### REQUIRED ACTIONS
(1) According to the mini projects page below, where do the reference solutions sit in each notebook?
(2) Write the next part of the mini projects page below, picking up after its final line.

### PASSAGE TO READ
Mini projects — build it, and the concept sticks
Eight hands-on notebooks, each a 2–4 hour build with staged TODOs and asserts that tell you when each stage is right. They are self-contained (synthetic data, NumPy + matplotlib, PyTorch only where noted) and runnable on a laptop CPU. Work the TODOs in order; reference solutions sit at the bottom of each notebook behind a no-peeking divider. Pair them with the matching course chapters listed on each card.
- Download the .ipynb, open in Jupyter / VS Code / Colab.
- Read the stage's markdown, implement the TODO(you) function, then un-comment and run that stage's check_stageN().
- Asserts fail → re-read the stage explanation, not the solution.
- Only after a real attempt, compare against the solution_* implementation at the bottom — then re-write yours from memory the next day.
Never: read the solutions first. Recognition feels like knowledge; only recall is.
1 · Two-tower retrieval
Build: two-tower encoders on synthetic taste clusters, in-batch sampled-softmax with temperature, logQ correction, recall@10 vs a popularity baseline, then LSH vs brute-force retrieval timing.
Concepts: retrieval, in-batch negatives, ANN. · PyTorch.
Pairs with: Course ch14 · ML algorithms coding
2 · Transformer block from scratch
Build: scaled dot-product attention in NumPy with a 4-token shape walkthrough, causal masking (an assert catches your leak), multi-head reshape, LN + residual + MLP, then a tiny char-LM in PyTorch.
Concepts: attention, masking, residual stream. · NumPy → PyTorch.
Pairs with: Transformers internals · DL course
3 · BPE tokenizer
Build: byte-pair encoding from scratch — pair counting, the merge loop, vocab, encode/decode with round-trip asserts, compression ratio vs char-level.
Concepts: tokenization, why vocab size matters. · Pure Python.
Pairs with: Transformers · tokenization
4 · KV-cache lab
Build: a 2-layer NumPy decoder, naive generation that recomputes everything, then the KV-cached version — assert identical outputs, time both, plot O(T²) vs O(T), measure cache bytes.
Concepts: why inference needs the cache — by measuring it. · NumPy.
Pairs with: Course ch17 · LLM inference
5 · Mini-RAG retrieval lab
Build: TF-IDF retriever from scratch over a 40-doc corpus with answer keys, recall@k/MRR eval, an SVD "embedding" retriever, RRF hybrid fusion, and a chunking experiment — including one case where keywords beat semantics.

### SOURCE DATA
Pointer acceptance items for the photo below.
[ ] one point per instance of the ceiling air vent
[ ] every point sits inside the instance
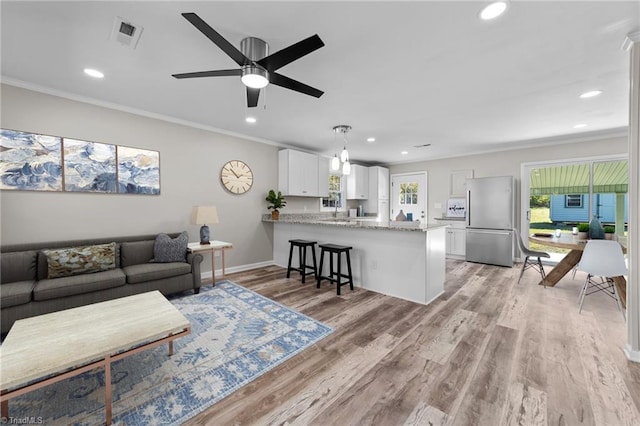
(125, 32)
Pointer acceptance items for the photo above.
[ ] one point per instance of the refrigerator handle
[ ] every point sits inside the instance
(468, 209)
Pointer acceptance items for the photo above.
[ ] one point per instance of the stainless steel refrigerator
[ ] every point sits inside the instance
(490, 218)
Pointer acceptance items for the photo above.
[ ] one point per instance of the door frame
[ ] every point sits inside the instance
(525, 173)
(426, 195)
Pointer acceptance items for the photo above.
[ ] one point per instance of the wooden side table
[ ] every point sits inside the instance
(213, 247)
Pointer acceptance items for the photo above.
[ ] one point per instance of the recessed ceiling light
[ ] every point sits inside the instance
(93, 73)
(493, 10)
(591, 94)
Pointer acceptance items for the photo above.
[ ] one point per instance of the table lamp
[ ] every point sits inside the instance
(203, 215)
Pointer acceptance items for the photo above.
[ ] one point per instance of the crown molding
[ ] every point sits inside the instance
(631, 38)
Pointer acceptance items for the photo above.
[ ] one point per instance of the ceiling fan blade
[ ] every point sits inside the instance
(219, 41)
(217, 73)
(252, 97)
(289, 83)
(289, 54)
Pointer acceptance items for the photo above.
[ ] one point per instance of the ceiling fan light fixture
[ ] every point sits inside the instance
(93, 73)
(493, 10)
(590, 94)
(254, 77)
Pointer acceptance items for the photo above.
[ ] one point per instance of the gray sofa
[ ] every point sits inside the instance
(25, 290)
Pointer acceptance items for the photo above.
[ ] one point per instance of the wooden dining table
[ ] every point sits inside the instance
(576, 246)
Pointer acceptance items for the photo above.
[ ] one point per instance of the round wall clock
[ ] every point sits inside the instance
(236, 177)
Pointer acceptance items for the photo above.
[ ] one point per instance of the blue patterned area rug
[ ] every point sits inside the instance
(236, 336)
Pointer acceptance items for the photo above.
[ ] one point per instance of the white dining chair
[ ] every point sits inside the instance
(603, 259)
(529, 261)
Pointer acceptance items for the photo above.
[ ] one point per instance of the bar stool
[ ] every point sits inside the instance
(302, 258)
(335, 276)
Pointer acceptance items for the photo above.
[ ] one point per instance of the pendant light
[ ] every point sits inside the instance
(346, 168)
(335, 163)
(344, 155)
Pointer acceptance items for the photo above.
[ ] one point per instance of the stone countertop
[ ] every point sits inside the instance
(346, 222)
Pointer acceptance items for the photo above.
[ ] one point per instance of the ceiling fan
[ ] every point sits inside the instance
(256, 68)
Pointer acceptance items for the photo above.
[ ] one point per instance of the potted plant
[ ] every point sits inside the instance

### TASK RESULTS
(1) They sit at the bottom of each notebook, behind a no-peeking divider.

(2)
Concepts: retrieval quality is measurable. · NumPy.
Pairs with: Course ch20 (RAG)
6 · Calibration + A/B lab
Build: reliability diagrams and ECE from scratch on a miscalibrated classifier, Platt scaling by gradient descent, isotonic-lite; then an A/B simulator that shows peeking inflating false positives over 1000 runs, and CUPED shrinking CIs.
Concepts: calibration, testing discipline. · NumPy + matplotlib.
Pairs with: Prob/stats ch13 · Course ch12
7 · K-means + ANN index
Build: k-means with named helpers, k-means++ init, the elbow curve, then a random-hyperplane LSH index and the recall-vs-speed tradeoff plot.
Concepts: clustering, approximate search. · NumPy.
Pairs with: ML theory (k-means) · Course ch14 (ANN)
8 · Production debugging — you're on call
Build: 14 days of service metrics hide two planted incidents (a cache-warmup regression and a feature-null spike). Plot, write rolling z-score detectors, localize each incident to its causal metric, write the postmortem timeline. Asserts check your detected day and metric.
Concepts: monitoring, drift, incident reasoning. · NumPy + matplotlib.
Pairs with: Course ch13 · Debug challenges
Foundations first: 3 (BPE) → 2 (transformer) → 4 (KV cache) builds the LLM stack bottom-up. Then 1 (two-tower) → 7 (k-means/ANN) → 5 (RAG) for the retrieval stack. Finish with the production pair: 6 (calibration/A-B) → 8 (debugging). If you're prepping ML-systems interviews specifically, do 4 → 1 → 8 first — they map to the most-probed topics.